O que fazer:
1. Segundo o trecho da página, em que ano saiu o disco "Palavras Querem Dizer"?
2. Reproduza fielmente a parte do trecho da página que começa em "(reprodução parcial do" e vai até "e Geraldo Espíndola).", com estas palavras incluídas.

Trecho da página:
Reproduzo abaixo dois trechos de critica do Mauro, extraídos dos encartes de dois CDs: o disco de estréia do Zé Gomes e o álbum duplo, também de estréia, de Dani Lasálvia. Poderia escolher outros tantos, de muitos outros artistas maravilhosos e esquecidos pela grande mídia. Esses dois, Zé Gomes e Dani, representam tantos outros artistas maravilhosos, independentes do vil comércio da arte, entretanto, pagam um alto preço por essa liberdade. Os pequnos enxertos falam por si, prestem atenção:
“...Palavras Querem Dizer é um disco triste, mas não sombrio, que abriga xamamés e rondós, música impressionista e de extração barroca de Minas Gerais, referências nordestinas e mouras, canções dos pampas e das corredeiras matas, música profana irreverente e solenes cantos de religião. Restabelece um mapa sonoro do Brasil rústico, reconquista uma história musical de recônditos abandonados. Não é, entretanto, um disco lamentoso nem saudosista, pois o Zé Gomes aplica na composição as conquistas harmônicas do século e trata o sintetizador com a dignidade que merece todo intrumento musical...”
(reprodução parcial do texto do encarte de “Palavras Querem Dizer”, trabalho maturado ao longo de toda uma vida dedicada a musica e que ganhou corpo e forma com a Comitiva Esperança, realizada em 1985 (o disco é de 10 anos depois, 1995) ao lado de Almir Sater e Geraldo Espíndola).

Material coletado:

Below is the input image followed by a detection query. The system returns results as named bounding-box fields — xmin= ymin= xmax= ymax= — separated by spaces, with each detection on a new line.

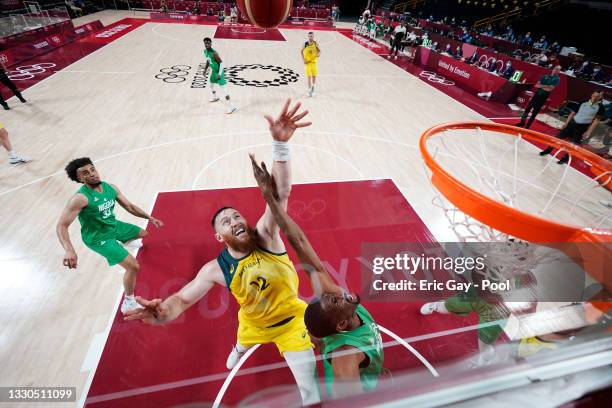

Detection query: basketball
xmin=238 ymin=0 xmax=293 ymax=28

As respostas:
1. Em 1995.

2.
(reprodução parcial do texto do encarte de “Palavras Querem Dizer”, trabalho maturado ao longo de toda uma vida dedicada a musica e que ganhou corpo e forma com a Comitiva Esperança, realizada em 1985 (o disco é de 10 anos depois, 1995) ao lado de Almir Sater e Geraldo Espíndola).